┌─ MATERIAL FOR THE TASK

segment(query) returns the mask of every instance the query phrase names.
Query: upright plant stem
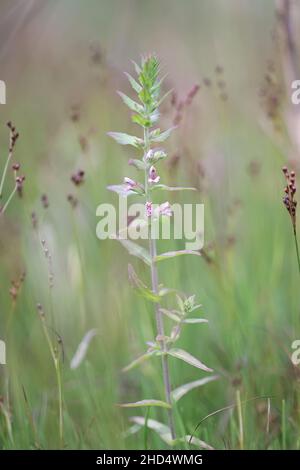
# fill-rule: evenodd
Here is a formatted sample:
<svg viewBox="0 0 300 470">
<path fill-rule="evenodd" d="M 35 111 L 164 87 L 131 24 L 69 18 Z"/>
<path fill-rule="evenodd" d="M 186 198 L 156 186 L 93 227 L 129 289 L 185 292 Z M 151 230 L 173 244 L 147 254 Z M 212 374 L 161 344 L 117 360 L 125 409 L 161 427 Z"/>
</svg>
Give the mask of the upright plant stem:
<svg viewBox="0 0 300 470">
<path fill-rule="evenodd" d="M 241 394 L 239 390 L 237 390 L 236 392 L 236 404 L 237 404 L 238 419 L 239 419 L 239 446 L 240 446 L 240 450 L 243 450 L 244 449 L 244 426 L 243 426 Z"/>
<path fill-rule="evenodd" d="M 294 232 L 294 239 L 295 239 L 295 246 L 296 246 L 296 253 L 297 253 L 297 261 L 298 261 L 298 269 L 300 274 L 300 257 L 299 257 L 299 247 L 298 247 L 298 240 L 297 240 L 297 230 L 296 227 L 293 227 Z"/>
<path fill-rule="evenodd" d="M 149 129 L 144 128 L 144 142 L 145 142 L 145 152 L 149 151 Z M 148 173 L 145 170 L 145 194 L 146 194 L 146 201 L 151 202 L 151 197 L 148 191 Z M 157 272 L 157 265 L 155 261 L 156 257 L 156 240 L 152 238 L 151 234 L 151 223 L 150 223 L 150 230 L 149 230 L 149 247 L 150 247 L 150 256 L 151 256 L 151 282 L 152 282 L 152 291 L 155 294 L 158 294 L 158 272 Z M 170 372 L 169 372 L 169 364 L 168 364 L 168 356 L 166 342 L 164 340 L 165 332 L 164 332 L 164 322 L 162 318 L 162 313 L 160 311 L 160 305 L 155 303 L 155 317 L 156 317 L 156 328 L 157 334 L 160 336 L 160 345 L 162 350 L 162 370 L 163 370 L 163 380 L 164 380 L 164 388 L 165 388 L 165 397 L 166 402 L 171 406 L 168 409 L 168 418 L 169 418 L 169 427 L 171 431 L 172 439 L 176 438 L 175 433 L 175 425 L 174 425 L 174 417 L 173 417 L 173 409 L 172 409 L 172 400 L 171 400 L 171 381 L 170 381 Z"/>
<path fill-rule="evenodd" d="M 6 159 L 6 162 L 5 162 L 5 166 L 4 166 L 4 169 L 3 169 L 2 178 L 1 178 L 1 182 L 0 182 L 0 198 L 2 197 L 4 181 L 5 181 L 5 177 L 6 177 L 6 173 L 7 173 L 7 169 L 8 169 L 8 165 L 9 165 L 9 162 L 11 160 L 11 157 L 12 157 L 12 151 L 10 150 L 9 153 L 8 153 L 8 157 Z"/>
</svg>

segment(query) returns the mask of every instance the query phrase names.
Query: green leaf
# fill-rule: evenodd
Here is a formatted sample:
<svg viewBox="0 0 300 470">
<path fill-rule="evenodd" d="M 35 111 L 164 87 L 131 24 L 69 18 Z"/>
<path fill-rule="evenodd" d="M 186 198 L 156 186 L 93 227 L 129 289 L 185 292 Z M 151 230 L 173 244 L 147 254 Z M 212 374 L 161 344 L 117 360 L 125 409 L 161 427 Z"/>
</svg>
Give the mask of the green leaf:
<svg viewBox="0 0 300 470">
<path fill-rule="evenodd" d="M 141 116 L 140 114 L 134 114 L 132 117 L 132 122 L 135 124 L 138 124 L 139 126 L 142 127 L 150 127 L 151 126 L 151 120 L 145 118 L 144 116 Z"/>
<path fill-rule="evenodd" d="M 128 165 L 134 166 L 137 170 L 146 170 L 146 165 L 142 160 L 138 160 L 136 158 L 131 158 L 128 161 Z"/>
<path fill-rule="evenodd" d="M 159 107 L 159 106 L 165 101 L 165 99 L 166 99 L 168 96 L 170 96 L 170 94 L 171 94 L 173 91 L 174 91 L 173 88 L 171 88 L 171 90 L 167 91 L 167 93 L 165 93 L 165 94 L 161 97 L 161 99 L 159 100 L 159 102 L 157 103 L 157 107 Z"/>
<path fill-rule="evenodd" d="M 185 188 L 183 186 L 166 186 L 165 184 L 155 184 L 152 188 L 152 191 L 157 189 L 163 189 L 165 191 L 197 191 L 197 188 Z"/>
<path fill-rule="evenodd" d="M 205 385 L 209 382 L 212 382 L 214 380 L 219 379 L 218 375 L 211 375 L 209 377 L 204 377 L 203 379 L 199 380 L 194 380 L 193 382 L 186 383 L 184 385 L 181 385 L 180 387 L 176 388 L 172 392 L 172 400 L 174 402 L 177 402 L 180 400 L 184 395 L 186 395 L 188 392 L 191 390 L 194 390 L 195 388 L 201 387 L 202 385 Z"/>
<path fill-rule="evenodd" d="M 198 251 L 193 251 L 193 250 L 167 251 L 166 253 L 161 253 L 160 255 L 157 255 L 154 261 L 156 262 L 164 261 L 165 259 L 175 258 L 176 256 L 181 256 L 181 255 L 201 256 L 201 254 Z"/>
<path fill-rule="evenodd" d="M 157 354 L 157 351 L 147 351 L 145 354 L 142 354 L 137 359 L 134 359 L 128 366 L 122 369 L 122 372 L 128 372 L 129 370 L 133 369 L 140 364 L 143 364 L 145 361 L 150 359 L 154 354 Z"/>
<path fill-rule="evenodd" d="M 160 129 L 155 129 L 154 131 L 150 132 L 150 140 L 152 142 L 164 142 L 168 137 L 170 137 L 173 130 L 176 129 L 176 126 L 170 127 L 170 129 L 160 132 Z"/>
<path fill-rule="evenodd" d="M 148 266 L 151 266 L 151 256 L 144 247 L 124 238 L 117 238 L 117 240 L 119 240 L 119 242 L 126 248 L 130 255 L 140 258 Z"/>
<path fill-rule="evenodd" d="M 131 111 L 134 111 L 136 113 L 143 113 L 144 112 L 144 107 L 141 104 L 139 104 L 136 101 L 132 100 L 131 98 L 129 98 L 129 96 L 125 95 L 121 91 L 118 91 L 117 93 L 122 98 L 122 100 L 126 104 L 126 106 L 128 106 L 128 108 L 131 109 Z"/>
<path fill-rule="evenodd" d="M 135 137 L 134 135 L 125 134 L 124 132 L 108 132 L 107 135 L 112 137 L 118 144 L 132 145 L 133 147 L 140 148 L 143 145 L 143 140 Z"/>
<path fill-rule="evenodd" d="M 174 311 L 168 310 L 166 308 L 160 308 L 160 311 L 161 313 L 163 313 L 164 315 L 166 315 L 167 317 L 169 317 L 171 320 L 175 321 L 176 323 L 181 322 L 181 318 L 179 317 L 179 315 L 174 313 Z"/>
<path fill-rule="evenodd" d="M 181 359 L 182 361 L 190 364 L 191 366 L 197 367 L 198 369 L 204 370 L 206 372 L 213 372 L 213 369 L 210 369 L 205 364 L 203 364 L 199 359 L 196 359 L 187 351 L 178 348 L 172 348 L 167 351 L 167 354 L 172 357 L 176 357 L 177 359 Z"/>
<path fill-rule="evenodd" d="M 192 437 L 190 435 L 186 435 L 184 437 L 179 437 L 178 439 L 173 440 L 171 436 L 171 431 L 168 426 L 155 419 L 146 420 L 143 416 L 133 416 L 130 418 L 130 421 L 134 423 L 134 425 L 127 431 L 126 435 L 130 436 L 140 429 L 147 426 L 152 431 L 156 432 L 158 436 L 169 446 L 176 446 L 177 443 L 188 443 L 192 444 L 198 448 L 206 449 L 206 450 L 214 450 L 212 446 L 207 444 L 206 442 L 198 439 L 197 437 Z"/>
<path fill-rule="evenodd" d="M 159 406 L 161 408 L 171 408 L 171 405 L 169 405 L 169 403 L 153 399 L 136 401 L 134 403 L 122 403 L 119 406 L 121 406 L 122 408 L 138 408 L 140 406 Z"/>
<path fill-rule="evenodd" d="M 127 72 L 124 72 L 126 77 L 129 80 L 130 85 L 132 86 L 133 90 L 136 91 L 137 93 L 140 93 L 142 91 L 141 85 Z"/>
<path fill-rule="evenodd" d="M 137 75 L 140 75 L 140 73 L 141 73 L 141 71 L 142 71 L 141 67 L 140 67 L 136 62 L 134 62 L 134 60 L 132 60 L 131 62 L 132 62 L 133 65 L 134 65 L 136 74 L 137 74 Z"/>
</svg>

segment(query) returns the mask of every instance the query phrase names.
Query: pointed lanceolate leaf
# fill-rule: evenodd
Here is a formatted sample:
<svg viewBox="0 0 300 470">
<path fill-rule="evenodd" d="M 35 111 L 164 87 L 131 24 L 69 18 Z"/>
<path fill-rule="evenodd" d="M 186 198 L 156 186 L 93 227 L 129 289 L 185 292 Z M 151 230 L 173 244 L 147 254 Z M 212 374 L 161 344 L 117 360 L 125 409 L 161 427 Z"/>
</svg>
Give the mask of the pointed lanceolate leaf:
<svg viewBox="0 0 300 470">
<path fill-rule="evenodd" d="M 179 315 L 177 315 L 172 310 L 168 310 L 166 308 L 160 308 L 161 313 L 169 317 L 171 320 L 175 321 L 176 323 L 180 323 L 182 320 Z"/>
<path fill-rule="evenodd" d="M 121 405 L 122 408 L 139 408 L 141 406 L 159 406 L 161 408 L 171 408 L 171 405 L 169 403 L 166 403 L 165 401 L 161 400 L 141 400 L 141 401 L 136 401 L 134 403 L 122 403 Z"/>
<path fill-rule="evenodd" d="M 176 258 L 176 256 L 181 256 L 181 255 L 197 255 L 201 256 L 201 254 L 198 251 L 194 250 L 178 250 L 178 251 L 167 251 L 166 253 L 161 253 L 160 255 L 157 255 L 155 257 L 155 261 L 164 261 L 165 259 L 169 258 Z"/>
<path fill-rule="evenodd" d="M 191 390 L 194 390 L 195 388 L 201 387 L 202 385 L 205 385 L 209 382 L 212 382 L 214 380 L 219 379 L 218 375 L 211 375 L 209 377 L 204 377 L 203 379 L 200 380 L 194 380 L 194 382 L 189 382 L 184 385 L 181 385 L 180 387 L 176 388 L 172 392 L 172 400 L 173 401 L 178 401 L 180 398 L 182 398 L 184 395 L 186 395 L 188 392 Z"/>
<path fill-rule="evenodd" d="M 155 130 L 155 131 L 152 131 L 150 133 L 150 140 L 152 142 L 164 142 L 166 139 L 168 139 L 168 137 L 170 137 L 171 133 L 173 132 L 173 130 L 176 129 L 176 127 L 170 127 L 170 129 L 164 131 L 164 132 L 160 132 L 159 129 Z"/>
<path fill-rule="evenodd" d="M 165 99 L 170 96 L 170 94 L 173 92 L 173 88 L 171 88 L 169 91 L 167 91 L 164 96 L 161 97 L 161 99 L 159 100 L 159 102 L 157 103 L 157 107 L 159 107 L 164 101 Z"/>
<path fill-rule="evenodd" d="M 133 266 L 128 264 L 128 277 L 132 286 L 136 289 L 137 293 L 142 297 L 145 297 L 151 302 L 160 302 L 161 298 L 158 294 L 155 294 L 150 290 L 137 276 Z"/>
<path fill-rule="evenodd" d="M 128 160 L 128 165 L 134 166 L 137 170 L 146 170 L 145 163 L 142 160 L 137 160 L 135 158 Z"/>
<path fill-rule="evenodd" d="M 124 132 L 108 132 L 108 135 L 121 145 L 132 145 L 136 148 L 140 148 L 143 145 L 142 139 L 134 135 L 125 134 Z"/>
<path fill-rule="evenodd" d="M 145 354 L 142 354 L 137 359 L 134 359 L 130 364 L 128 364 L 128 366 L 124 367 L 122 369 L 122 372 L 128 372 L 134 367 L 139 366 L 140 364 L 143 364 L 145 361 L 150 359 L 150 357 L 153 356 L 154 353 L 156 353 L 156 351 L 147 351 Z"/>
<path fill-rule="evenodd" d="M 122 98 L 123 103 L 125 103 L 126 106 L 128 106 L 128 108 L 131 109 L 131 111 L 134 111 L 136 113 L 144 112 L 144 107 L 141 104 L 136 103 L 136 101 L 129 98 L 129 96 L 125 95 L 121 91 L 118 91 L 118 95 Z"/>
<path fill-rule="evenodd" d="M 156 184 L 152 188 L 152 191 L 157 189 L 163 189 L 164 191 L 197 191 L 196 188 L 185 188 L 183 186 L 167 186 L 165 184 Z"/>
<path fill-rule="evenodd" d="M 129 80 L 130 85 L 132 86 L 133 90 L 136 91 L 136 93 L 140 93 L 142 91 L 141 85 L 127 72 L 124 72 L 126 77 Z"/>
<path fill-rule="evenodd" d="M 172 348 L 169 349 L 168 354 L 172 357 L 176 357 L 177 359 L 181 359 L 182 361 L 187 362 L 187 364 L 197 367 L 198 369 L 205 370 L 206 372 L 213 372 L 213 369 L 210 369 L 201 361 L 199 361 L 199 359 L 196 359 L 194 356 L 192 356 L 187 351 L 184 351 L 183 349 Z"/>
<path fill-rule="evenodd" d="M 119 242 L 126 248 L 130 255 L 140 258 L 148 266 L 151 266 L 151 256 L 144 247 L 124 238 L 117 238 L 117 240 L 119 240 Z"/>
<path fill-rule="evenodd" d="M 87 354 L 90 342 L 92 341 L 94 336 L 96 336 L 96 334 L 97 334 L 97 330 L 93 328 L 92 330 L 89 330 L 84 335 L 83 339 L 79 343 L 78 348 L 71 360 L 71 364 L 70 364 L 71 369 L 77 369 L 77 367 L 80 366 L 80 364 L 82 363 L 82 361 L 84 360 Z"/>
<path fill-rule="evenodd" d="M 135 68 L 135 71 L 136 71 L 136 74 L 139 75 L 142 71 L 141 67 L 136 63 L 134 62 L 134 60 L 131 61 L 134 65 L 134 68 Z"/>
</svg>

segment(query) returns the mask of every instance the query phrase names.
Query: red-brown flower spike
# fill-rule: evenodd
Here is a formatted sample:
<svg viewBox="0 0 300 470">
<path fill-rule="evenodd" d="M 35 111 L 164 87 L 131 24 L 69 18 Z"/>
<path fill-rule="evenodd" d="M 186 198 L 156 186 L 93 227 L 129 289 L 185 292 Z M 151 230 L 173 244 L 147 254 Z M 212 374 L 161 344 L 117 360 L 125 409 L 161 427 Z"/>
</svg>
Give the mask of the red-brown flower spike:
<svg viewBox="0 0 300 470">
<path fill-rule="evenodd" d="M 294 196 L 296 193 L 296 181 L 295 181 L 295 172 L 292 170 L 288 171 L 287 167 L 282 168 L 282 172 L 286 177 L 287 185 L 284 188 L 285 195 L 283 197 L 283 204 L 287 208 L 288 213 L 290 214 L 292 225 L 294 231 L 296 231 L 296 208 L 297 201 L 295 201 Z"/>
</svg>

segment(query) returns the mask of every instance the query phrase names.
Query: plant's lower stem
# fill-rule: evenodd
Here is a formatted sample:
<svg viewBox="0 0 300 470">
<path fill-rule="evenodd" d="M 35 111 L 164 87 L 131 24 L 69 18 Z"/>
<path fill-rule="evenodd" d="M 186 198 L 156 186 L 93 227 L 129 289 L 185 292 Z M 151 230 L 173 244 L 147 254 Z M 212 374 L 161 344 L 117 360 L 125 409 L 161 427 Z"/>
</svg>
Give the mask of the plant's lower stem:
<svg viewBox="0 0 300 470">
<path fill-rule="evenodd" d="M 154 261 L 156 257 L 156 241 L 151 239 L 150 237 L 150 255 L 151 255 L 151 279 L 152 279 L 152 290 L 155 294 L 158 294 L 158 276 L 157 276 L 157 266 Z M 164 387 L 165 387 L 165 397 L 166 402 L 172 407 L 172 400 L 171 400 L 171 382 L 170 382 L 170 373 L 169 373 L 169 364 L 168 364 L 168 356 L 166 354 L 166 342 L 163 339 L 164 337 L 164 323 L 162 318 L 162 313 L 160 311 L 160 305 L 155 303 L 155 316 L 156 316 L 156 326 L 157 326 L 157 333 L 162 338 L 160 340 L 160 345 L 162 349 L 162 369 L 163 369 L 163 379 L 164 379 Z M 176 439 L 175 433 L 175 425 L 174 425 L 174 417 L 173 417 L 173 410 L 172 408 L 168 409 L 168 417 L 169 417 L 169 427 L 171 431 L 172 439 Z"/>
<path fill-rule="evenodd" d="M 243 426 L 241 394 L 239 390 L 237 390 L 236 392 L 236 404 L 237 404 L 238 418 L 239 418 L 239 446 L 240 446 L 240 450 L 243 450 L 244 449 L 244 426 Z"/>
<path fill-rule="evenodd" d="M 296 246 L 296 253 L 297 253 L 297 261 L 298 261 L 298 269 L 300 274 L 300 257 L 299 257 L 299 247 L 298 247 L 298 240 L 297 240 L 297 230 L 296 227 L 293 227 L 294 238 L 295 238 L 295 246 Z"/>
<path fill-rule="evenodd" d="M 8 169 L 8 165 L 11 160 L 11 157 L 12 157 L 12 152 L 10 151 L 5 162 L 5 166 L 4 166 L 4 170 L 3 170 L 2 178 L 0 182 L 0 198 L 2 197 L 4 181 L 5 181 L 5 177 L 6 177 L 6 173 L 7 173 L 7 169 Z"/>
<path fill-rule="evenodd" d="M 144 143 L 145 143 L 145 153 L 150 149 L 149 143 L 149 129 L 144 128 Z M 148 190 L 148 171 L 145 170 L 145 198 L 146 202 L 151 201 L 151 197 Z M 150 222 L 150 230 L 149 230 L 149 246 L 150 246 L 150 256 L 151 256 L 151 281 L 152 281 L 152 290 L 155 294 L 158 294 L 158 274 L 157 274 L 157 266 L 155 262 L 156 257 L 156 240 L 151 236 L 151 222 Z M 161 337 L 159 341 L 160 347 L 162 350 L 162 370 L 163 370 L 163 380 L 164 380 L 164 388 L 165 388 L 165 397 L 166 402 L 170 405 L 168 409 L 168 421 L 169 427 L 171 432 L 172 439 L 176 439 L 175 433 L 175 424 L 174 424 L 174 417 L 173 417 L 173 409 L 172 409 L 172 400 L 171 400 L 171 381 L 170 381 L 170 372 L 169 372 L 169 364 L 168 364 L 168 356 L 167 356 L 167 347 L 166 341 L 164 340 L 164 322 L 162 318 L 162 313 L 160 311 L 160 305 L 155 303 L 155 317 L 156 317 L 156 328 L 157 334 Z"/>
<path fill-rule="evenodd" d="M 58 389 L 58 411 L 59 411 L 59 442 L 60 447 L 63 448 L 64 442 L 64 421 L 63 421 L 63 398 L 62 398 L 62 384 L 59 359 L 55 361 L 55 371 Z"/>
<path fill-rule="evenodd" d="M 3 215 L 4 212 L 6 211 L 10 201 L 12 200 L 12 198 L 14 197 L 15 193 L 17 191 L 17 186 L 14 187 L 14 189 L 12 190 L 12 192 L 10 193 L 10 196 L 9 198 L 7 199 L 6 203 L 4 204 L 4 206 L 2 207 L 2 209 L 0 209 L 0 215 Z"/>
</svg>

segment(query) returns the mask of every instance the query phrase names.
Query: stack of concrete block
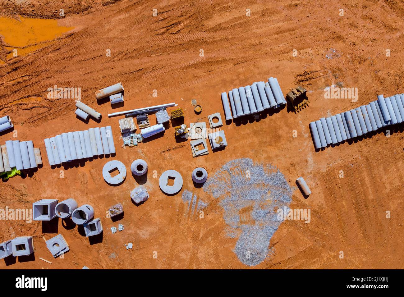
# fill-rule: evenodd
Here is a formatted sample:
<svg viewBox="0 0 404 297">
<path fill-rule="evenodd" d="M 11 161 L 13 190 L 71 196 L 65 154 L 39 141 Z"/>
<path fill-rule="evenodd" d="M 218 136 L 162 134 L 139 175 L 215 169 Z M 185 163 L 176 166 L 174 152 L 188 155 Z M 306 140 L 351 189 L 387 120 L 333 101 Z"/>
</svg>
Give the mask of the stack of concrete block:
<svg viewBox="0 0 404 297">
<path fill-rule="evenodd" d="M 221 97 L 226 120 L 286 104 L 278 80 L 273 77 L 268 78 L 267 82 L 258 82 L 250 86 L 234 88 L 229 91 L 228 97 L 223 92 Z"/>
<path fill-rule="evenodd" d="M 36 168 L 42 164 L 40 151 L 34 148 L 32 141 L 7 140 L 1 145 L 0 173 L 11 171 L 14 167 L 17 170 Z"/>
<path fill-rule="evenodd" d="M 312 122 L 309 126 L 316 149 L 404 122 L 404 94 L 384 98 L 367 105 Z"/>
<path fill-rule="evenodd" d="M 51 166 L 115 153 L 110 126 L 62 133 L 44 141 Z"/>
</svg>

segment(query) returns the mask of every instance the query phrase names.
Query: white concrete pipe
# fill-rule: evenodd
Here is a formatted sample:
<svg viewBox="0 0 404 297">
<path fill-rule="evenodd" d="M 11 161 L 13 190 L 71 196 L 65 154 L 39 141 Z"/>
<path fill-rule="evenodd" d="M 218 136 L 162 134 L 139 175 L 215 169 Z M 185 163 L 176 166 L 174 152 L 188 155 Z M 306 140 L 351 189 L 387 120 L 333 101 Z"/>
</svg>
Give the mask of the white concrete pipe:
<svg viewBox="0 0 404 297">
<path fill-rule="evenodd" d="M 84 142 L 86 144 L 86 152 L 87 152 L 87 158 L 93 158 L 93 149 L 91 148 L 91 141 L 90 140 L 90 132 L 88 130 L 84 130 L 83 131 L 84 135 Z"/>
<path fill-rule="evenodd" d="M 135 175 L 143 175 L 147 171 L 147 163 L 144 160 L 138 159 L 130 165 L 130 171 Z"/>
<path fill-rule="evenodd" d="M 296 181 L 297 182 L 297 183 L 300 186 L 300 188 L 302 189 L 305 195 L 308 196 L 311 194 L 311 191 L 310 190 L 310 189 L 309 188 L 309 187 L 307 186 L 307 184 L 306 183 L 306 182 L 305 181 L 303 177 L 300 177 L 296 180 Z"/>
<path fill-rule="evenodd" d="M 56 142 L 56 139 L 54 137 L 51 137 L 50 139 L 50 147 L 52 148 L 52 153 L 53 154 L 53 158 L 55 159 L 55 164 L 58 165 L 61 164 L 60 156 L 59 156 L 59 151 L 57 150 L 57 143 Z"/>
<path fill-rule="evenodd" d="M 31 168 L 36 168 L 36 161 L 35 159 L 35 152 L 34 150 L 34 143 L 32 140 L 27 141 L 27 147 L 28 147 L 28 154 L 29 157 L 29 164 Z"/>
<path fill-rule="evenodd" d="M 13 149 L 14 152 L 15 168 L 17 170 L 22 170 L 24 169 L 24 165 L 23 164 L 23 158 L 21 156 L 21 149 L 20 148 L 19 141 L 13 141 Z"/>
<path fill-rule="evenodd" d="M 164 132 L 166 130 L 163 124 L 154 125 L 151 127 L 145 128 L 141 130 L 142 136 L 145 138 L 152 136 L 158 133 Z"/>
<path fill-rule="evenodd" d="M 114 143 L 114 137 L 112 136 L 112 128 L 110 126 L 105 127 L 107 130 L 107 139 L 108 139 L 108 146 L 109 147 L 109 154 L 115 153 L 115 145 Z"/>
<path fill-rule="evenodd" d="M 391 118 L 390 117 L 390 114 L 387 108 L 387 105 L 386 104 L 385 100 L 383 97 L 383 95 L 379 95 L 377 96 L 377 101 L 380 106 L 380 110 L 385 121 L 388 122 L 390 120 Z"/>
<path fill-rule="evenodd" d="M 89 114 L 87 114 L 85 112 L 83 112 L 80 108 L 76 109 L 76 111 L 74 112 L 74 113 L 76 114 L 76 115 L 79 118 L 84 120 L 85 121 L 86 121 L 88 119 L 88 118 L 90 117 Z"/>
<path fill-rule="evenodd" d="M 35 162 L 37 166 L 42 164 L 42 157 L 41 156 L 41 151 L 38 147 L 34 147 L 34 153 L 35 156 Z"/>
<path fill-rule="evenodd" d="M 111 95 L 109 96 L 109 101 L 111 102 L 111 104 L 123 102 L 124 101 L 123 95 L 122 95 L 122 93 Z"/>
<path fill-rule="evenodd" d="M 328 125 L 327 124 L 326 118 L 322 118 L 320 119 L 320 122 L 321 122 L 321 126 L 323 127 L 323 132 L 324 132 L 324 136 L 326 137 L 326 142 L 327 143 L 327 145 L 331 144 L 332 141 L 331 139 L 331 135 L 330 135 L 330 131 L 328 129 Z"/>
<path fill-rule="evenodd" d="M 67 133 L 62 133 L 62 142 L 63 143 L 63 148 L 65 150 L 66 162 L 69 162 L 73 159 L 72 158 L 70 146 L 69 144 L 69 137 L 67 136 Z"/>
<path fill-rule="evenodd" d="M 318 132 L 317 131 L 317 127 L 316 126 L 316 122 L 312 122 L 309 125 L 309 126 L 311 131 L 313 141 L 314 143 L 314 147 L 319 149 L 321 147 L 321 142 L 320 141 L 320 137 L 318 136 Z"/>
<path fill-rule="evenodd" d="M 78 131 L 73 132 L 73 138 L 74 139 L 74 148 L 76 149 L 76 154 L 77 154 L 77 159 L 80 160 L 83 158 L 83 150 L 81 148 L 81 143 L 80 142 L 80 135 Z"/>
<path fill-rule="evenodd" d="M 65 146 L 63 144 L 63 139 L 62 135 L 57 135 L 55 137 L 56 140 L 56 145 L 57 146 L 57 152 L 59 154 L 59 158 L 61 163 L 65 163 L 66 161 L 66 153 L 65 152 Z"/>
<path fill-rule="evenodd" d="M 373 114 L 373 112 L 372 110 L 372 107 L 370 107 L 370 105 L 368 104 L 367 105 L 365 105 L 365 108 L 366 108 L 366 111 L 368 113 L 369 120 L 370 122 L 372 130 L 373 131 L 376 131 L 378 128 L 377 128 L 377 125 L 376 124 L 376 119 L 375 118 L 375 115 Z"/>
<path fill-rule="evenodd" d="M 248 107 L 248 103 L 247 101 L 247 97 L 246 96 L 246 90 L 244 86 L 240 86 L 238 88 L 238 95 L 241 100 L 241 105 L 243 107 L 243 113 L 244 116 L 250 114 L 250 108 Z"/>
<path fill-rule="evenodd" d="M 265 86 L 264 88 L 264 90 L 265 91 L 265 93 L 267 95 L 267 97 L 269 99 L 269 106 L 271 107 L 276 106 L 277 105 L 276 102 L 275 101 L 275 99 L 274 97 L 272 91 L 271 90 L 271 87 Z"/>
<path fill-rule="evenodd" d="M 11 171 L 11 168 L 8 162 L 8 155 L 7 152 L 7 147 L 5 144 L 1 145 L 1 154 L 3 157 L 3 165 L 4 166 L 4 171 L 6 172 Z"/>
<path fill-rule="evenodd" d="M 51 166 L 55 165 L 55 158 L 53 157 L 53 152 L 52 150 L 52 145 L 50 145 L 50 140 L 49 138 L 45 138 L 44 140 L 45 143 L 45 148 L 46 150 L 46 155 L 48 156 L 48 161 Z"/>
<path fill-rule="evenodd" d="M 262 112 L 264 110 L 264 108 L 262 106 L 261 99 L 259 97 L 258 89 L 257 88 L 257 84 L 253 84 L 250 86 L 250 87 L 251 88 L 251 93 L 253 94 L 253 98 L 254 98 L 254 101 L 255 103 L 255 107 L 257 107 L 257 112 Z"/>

└─

- _REQUIRED WORK_
State how many lines of the records above contain the word "lanceolate". Provide only the number.

- _REPLY_
2